(Problems)
1. Check each statement against the mutual fund definitions below and answer yes or no, quoting the deciding words of the text: (a) Saturday counts as a Business Day; (b) the AMC may declare any day a Business Day at any or all Investor Service Centres; (c) a Calendar Year begins on 1st April.
2. In the mutual fund definitions below, the closure of which two stock exchanges keeps a day from being a Business Day?
3. Carry on the mutual fund definitions below from the point where they stop.

Applicable NAV: The NAV applicable for subscription / redemption / switch in /switch out based on the time of the business day on which
the application is accepted.
Business Day: A day other than:
(i) Saturday and Sunday,
(ii) a day on which the Banks in Mumbai and/or RBI are closed for business/clearing,
(iii) a day on which the Bombay Stock Exchange Limited and/or National Stock Exchange of India Limited are closed,
(iv) a day which is a public and/or bank holiday at an Investor Service Centre where the application is received,
(v) a day on which sale and repurchase of units is suspended by the AMC,
(vi) a day on which normal business could not be transacted due to storms, floods, bandhs, strikes etc.
The AMC reserves the right to declare any day as a Business Day or otherwise at any or all Investor Service Centres.
Calendar Year / Year: A Calendar Year shall be full English Calendar months viz. 12 months commencing from 1st
January and ending on 31st December.

(Entries provided)
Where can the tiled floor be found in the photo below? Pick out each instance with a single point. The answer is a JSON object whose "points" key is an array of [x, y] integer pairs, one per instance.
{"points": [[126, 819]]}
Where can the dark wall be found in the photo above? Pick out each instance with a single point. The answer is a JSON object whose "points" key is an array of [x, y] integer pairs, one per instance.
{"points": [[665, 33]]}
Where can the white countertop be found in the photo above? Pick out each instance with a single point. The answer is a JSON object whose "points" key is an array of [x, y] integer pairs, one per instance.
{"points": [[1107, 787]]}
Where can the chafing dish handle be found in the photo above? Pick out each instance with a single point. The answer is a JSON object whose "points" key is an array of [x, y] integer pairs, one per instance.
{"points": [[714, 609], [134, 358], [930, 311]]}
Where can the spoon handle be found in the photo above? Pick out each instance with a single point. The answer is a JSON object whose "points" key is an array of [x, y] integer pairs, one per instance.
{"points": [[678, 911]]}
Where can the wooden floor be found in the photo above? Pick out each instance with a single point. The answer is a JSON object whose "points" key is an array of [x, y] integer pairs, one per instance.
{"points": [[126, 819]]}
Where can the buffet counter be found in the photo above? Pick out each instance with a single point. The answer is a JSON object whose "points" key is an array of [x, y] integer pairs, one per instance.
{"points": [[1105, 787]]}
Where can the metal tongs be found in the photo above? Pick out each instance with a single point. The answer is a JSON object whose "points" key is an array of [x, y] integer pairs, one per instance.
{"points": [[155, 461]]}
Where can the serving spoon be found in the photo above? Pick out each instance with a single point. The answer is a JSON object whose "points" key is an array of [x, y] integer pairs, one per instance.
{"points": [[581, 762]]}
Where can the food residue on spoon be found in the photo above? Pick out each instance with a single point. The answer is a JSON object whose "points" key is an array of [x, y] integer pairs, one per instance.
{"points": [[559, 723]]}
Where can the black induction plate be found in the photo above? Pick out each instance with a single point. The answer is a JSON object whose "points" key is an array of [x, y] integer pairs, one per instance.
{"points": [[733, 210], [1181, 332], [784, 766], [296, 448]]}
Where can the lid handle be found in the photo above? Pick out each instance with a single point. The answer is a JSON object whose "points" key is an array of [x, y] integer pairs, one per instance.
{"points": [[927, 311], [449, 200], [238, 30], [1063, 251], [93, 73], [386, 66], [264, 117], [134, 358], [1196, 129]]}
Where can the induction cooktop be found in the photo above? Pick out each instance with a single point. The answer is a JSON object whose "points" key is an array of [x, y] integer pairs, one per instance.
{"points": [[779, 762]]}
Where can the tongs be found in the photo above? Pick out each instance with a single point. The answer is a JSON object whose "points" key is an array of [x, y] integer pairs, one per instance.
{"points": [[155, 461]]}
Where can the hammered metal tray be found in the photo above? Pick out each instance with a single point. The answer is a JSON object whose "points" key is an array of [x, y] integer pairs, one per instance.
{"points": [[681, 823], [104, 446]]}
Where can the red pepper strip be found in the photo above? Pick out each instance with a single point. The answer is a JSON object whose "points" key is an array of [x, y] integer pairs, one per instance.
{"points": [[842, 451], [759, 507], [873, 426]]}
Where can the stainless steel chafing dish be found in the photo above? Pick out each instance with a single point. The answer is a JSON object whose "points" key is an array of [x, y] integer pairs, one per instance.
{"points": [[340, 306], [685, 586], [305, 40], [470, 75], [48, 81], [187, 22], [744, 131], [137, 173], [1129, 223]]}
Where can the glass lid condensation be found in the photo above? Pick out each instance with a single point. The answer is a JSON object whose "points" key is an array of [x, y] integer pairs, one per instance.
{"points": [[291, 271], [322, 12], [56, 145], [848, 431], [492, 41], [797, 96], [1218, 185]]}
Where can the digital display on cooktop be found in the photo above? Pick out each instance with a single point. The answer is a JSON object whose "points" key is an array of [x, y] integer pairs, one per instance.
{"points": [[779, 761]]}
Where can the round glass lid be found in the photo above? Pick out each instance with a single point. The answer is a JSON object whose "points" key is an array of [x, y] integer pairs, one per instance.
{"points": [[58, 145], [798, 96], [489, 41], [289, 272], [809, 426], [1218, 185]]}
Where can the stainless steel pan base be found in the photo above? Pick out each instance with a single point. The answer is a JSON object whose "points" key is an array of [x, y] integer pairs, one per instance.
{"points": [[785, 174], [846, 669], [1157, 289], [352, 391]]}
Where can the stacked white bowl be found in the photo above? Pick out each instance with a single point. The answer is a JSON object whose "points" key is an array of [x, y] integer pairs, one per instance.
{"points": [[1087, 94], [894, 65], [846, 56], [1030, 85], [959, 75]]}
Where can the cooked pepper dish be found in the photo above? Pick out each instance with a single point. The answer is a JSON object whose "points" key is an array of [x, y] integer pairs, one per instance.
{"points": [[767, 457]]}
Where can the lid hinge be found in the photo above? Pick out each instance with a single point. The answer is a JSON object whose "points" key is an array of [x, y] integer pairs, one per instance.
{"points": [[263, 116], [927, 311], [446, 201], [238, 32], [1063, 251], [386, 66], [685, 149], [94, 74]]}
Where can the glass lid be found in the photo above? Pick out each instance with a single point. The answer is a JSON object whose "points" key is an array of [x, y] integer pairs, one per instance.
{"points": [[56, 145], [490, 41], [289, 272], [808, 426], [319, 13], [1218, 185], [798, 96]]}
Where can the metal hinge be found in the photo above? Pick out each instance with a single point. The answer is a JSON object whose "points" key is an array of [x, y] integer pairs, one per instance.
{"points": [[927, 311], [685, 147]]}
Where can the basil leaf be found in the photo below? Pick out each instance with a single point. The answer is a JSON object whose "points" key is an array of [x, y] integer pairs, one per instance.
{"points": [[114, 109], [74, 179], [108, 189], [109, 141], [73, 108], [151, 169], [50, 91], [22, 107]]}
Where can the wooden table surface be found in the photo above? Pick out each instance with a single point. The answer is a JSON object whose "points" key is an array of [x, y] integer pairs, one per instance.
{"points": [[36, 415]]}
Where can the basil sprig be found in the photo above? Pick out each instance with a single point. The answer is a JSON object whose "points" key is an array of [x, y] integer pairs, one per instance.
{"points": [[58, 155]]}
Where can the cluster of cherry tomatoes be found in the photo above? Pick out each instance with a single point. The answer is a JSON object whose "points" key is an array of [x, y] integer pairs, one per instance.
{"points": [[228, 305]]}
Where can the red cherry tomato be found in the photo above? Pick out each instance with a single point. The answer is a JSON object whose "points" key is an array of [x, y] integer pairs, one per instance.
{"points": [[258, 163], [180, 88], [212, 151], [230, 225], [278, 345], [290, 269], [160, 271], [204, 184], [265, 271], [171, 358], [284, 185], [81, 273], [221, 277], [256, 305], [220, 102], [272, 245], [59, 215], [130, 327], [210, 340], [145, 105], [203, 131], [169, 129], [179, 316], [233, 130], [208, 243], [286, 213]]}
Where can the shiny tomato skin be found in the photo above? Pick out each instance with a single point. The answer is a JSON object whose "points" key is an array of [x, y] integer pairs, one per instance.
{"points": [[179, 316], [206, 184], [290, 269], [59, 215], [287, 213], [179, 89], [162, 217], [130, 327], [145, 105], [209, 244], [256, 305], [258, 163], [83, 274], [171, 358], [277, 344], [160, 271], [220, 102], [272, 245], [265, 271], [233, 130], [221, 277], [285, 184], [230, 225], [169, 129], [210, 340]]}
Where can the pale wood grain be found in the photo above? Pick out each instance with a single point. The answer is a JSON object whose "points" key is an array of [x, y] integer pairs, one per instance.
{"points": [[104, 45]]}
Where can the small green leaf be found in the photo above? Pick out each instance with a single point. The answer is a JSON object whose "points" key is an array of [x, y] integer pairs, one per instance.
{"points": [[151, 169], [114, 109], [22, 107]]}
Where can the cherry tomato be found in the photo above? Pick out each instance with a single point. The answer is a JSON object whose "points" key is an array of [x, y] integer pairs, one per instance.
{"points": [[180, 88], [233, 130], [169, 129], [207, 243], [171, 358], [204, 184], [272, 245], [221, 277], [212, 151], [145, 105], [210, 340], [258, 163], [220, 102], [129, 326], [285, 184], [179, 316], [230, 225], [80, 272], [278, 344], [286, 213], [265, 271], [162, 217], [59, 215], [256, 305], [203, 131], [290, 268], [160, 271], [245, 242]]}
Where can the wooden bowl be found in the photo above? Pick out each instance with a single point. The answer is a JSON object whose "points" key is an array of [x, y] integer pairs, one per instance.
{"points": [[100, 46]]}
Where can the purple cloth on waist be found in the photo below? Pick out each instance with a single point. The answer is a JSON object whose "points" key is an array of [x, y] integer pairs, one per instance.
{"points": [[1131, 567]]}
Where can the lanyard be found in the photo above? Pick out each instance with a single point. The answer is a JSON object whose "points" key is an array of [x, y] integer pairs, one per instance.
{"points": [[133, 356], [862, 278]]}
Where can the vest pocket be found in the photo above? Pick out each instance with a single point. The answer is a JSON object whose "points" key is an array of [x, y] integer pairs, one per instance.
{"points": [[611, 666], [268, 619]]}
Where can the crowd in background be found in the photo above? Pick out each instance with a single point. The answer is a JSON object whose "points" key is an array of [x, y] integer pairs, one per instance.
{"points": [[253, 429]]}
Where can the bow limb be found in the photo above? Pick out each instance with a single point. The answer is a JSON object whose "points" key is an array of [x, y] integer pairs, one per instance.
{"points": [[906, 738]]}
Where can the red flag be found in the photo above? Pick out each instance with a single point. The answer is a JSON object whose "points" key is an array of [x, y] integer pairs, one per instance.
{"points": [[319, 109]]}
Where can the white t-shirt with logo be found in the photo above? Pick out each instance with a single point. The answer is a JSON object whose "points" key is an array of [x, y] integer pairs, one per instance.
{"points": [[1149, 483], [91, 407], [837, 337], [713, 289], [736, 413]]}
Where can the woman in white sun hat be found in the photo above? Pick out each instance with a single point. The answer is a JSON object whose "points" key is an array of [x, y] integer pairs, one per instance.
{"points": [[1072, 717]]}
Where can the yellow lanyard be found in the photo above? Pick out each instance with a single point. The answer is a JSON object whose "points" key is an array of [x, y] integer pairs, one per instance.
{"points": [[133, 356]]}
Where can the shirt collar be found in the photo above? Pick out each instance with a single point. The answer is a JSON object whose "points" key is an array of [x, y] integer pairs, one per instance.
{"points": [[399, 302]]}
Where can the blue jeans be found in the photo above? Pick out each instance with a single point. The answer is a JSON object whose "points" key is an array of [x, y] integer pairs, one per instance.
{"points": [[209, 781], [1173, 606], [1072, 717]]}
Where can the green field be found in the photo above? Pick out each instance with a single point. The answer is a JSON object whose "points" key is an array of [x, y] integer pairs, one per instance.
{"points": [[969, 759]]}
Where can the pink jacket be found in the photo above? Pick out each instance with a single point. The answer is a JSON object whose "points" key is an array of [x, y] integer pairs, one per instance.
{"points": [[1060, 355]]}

(Answers by task)
1.
(a) No: "A day other than: (i) Saturday and Sunday"
(b) Yes: "The AMC reserves the right to declare any day as a Business Day or otherwise at any or all Investor Service Centres."
(c) No: "commencing from 1st January and ending on 31st December"

2. The Bombay Stock Exchange Limited and the National Stock Exchange of India Limited.

3.
Co-Settlors: Principal International India Ltd is a co-settlor to the Principal Mutual Fund, Principal Financial Group
(Mauritius) Limited being the settlor.
Credit Risk: Risk of default in payment of principal or interest or both.
Custodian: An entity (for the time being SBI-SG Global Securities Services Private Limited) appointed for holding the
securities and other assets of the Fund.
Central Depository Services (India) Limited (CDSL)/ National Securities Depository Limited (NSDL): A Depository
registered with SEBI under the SEBI (Depositories and Participant) Regulations, 1996, as amended from time to time.
Central Know Your Customers (CKYC): Central KYC Registry is a centralized repository of KYC records of customers
in the financial sector with uniform KYC norms and inter-usability of the KYC records across the sector with an objective
to reduce the burden of producing KYC documents and getting those verified every time when the customer creates a new
relationship with a financial entity.
Day : Any day (including Saturday, Sunday and holiday) as per English Calendar viz 365 days in a year.
Debt Instruments : Government securities including Treasury Bills, corporate debentures, bonds, promissory notes,
money market instruments, pass-through obligations and other possible similar securities.
Dematerialisation: It is a process by which physical certificates of an investor are converted to an equivalent number of
securities in electronic form and credited in the investors account with its Depository Participant.
Depository: Depository as defined in the Depository Act, 1996 (22 of 1996).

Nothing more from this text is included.